▶ GIVEN REQUEST
Please recast all of the items below as one numbered list, leaving out the blank lines.

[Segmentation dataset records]
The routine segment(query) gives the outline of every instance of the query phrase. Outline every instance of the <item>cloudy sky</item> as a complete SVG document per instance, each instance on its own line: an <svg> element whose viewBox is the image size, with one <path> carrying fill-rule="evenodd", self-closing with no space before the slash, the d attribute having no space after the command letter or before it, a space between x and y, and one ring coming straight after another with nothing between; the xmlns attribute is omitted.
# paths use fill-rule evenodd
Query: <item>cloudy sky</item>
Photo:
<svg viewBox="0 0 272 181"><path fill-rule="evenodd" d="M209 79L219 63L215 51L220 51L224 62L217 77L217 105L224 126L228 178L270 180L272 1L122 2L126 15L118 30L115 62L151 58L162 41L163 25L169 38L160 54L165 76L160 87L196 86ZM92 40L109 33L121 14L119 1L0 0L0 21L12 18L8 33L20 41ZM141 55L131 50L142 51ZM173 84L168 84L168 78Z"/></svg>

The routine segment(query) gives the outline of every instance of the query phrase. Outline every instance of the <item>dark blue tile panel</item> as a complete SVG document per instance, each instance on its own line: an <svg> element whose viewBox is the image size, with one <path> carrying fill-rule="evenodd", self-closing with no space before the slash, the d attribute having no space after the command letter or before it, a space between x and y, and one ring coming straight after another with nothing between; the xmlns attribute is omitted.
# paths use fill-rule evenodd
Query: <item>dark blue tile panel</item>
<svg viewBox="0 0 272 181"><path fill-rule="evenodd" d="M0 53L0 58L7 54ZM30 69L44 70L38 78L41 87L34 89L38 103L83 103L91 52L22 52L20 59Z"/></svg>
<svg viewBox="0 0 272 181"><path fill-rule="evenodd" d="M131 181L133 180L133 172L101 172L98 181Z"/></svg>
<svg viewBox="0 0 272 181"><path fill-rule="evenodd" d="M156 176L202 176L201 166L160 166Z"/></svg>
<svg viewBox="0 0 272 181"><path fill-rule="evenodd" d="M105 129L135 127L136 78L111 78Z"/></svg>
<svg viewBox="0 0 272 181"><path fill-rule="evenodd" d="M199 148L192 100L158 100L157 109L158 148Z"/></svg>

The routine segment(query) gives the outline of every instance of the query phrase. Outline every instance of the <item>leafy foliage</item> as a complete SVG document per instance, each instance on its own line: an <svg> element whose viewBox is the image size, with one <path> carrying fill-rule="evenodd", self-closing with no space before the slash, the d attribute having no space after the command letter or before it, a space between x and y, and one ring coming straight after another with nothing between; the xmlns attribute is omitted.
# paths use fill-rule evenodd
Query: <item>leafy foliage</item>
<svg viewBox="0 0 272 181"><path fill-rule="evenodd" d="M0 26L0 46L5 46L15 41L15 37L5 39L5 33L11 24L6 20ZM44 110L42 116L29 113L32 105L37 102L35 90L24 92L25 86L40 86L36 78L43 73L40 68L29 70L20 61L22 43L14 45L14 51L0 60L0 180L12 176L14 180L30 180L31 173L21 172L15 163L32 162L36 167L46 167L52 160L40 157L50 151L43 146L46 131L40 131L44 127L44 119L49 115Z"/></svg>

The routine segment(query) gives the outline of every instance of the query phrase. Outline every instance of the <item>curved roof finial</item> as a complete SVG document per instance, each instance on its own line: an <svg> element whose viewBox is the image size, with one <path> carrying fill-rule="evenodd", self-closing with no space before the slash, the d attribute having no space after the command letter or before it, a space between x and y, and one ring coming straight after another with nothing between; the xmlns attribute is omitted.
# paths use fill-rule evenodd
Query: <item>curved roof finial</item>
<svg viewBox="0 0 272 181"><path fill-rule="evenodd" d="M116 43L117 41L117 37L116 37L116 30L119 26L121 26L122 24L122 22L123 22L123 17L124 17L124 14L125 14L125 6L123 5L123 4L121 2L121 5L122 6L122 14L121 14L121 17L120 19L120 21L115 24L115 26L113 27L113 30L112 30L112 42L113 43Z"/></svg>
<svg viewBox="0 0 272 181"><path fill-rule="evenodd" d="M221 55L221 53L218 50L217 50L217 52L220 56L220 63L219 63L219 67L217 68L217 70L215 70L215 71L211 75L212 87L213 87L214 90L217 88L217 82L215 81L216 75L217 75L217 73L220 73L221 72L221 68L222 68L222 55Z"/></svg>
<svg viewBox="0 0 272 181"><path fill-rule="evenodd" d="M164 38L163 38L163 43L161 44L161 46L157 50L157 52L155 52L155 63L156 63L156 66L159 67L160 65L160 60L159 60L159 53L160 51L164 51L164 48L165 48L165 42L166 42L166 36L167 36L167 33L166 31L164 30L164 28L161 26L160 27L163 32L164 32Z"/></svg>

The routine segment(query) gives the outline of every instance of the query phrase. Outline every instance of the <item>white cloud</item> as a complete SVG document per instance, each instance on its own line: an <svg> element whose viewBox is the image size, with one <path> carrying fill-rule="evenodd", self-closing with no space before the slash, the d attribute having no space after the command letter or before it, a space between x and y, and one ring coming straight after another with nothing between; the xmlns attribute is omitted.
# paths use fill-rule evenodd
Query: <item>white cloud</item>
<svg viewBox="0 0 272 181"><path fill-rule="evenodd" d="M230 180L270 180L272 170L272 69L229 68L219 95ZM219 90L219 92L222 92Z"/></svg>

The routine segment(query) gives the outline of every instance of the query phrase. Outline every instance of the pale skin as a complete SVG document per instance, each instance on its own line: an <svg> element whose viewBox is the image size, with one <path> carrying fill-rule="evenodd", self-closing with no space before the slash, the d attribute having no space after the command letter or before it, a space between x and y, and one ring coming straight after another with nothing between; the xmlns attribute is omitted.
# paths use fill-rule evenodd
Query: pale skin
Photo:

▶ COMPLETE ANSWER
1. The routine segment(query) gives the outline of every instance of the query phrase. Outline every instance of the <item>cloudy sky</item> as a complete SVG document per instance, each instance on its own line: an <svg> element whose viewBox is the image size, with one <path> carrying fill-rule="evenodd", self-closing with no space before the slash, the d attribute having no space after the command letter or before it, a space between x and y, and one ring coming straight after another with nothing between; the xmlns attribute is omitted.
2. # paths use fill-rule evenodd
3. Query: <item>cloudy sky</item>
4. Photo:
5. <svg viewBox="0 0 272 181"><path fill-rule="evenodd" d="M209 79L219 63L215 51L220 51L224 62L217 77L217 105L224 126L228 178L270 180L272 1L122 2L126 15L118 30L115 62L151 58L162 41L163 25L169 38L160 54L165 76L160 87L196 86ZM92 40L109 33L121 14L119 1L0 0L0 21L12 18L8 33L20 41ZM141 55L131 50L142 51ZM173 84L168 84L168 78Z"/></svg>
6. The routine segment(query) gives the outline of every instance of the query phrase. Outline every instance of the <item>dark blue tile panel</item> as a complete SVG document per instance, each instance on its own line: an <svg> element whose viewBox is the image size, with one <path> carrying fill-rule="evenodd", self-closing with no space before the slash, the d attribute having no space after the command letter or before it, a space between x and y, and one ring coming straight after another with nothing between; the xmlns attribute is omitted.
7. # paths use fill-rule evenodd
8. Query: <item>dark blue tile panel</item>
9. <svg viewBox="0 0 272 181"><path fill-rule="evenodd" d="M0 53L0 58L7 54ZM30 69L44 70L38 78L41 87L34 89L38 103L83 103L91 52L22 52L20 59Z"/></svg>
10. <svg viewBox="0 0 272 181"><path fill-rule="evenodd" d="M131 181L133 180L133 172L101 172L98 181Z"/></svg>
11. <svg viewBox="0 0 272 181"><path fill-rule="evenodd" d="M156 176L202 176L201 166L160 166Z"/></svg>
12. <svg viewBox="0 0 272 181"><path fill-rule="evenodd" d="M105 129L135 127L136 78L111 78Z"/></svg>
13. <svg viewBox="0 0 272 181"><path fill-rule="evenodd" d="M199 148L192 100L158 100L157 109L158 148Z"/></svg>
14. The routine segment(query) gives the outline of every instance of the query phrase. Outline every instance of the <item>leafy foliage</item> as a complete SVG document per instance, each instance on its own line: an <svg> element whose viewBox is the image size, with one <path> carrying fill-rule="evenodd", self-closing with no space before the slash, the d attribute having no space after the command letter or before it, a space between x and y, and one ring coming straight after another with nothing between; the xmlns attribute is omitted.
15. # paths use fill-rule evenodd
16. Query: <item>leafy foliage</item>
17. <svg viewBox="0 0 272 181"><path fill-rule="evenodd" d="M0 26L0 46L5 46L15 41L15 37L5 39L5 33L11 24L6 20ZM44 110L42 116L29 113L32 105L37 102L35 90L24 92L25 86L40 86L36 78L43 73L40 68L29 70L20 61L22 43L14 45L14 51L0 60L0 180L12 176L14 180L30 180L31 173L21 172L15 163L32 162L36 167L46 167L52 160L40 157L50 151L43 146L46 131L40 131L44 127L44 119L49 115Z"/></svg>
18. The routine segment(query) gives the outline of every instance of the query phrase. Outline every instance of the <item>curved roof finial</item> as a complete SVG document per instance, each instance on its own line: an <svg> element whose viewBox is the image size, with one <path> carrying fill-rule="evenodd", self-closing with no space before the slash, the d attribute having no space after the command letter or before it, a space between x and y, and one ring coming straight after another with nothing between; the xmlns attribute is omitted.
19. # paths use fill-rule evenodd
20. Query: <item>curved roof finial</item>
21. <svg viewBox="0 0 272 181"><path fill-rule="evenodd" d="M116 43L117 41L117 37L116 37L116 30L119 26L121 26L122 24L122 22L123 22L123 17L124 17L124 14L125 14L125 6L123 5L123 4L121 2L121 5L122 6L122 14L121 14L121 17L120 19L120 21L115 24L115 26L113 27L113 30L112 30L112 42L113 43Z"/></svg>
22. <svg viewBox="0 0 272 181"><path fill-rule="evenodd" d="M221 55L221 53L218 50L217 50L217 52L220 56L220 63L219 63L219 67L217 68L217 70L215 70L215 71L211 75L212 87L213 87L214 90L217 88L217 82L215 81L216 75L217 75L217 73L220 73L221 72L221 68L222 68L222 55Z"/></svg>
23. <svg viewBox="0 0 272 181"><path fill-rule="evenodd" d="M164 38L163 38L163 43L161 44L161 46L157 50L157 52L155 52L155 63L156 63L156 66L159 67L160 65L160 60L159 60L159 53L160 51L164 51L164 48L165 48L165 42L166 42L166 36L167 36L167 33L166 31L164 30L164 28L161 26L160 27L163 32L164 32Z"/></svg>
24. The routine segment(query) gives the outline of every instance of the query phrase. Outline every instance of the <item>white cloud</item> as a complete SVG document per instance, each instance on its own line: an <svg> element whose viewBox is the image size, with one <path> carrying fill-rule="evenodd", self-closing with no space before the slash, the d attribute having no space after the command letter or before it, a space between x and y, and one ring coming straight after another with nothing between; the xmlns attribute is omitted.
25. # paths use fill-rule evenodd
26. Query: <item>white cloud</item>
27. <svg viewBox="0 0 272 181"><path fill-rule="evenodd" d="M230 180L270 180L272 170L272 69L229 68L219 95ZM219 90L219 92L222 92Z"/></svg>
28. The routine segment(query) gives the outline of every instance of the query phrase. Outline every instance of the pale skin as a complete SVG document per instance, each instance on its own line: an <svg> element whose viewBox is the image size, with one <path> carrying fill-rule="evenodd", self-closing with no space before the slash, the d attribute having no space after the command letter or before it, a space between x and y, and one ring coming straight after another with nothing between; the xmlns attribute is omitted.
29. # paths use fill-rule evenodd
30. Query: pale skin
31. Photo:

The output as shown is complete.